Consignes à suivre
Citez intégralement et sans la moindre modification le texte sur le paiement des droits de succession.

Texte source
· · · · ·
Si la vente d’un bien est nécessaire à l’acquittement des droits, ce délai n’est pas toujours confortable. En effet, il semble difficile (pour ne pas dire impossible) de conclure une vente dans un laps de temps si restreint.

Généralement, il faut compter environ 3 mois à compter de la signature du compromis pour qu’un rendez-vous de signature soit fixé par le notaire…

Tolérance de l’administration fiscale en cas de longs délais

En pratique, face à une telle discordance des délais, il convient d’avoir recours à :

  • un paiement différé : lorsque les biens sont recueillis en nue-propriété (ou avec un droit viager d’habitation), les droits sont payés lors de l’extinction de l’usufruit ou du droit viager;
  • un paiement fractionné : plusieurs échéances de paiements sont étalées sur une période d’un à trois ans.

Pour ce faire, il suffit de joindre une demande écrite jointe à la déclaration de succession, lors de son dépôt.

Cependant, ces solutions peuvent mener à la demande de prise de garantie par l’administration fiscale et au versement d’intérêts, afin de sécuriser l’opération. Elles ne sont donc pas les plus confortables et sécurisantes.
· · · · ·
Données extraites
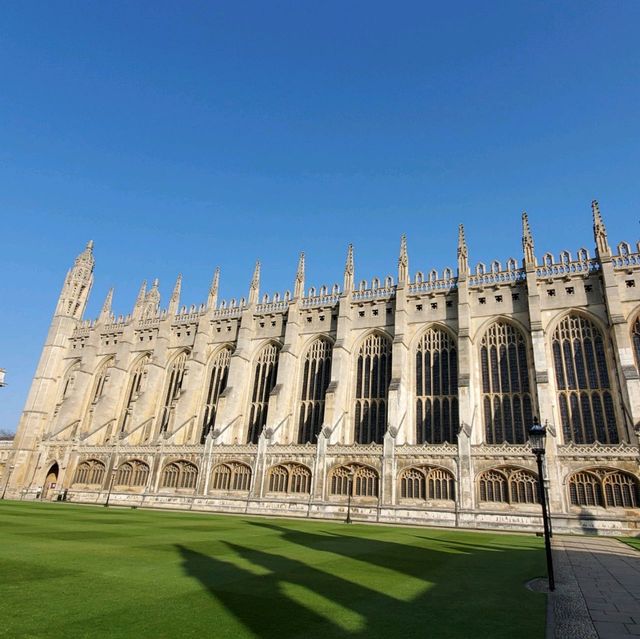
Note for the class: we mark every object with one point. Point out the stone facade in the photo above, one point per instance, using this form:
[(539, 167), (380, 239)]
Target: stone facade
[(412, 394)]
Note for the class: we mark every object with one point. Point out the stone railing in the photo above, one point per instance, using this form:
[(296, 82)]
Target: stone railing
[(501, 450), (623, 449), (273, 307), (497, 277), (428, 450)]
· · · · ·
Solution rédigée
Si la vente d’un bien est nécessaire à l’acquittement des droits, ce délai n’est pas toujours confortable. En effet, il semble difficile (pour ne pas dire impossible) de conclure une vente dans un laps de temps si restreint.

Généralement, il faut compter environ 3 mois à compter de la signature du compromis pour qu’un rendez-vous de signature soit fixé par le notaire…

Tolérance de l’administration fiscale en cas de longs délais

En pratique, face à une telle discordance des délais, il convient d’avoir recours à :

  • un paiement différé : lorsque les biens sont recueillis en nue-propriété (ou avec un droit viager d’habitation), les droits sont payés lors de l’extinction de l’usufruit ou du droit viager;
  • un paiement fractionné : plusieurs échéances de paiements sont étalées sur une période d’un à trois ans.

Pour ce faire, il suffit de joindre une demande écrite jointe à la déclaration de succession, lors de son dépôt.

Cependant, ces solutions peuvent mener à la demande de prise de garantie par l’administration fiscale et au versement d’intérêts, afin de sécuriser l’opération. Elles ne sont donc pas les plus confortables et sécurisantes.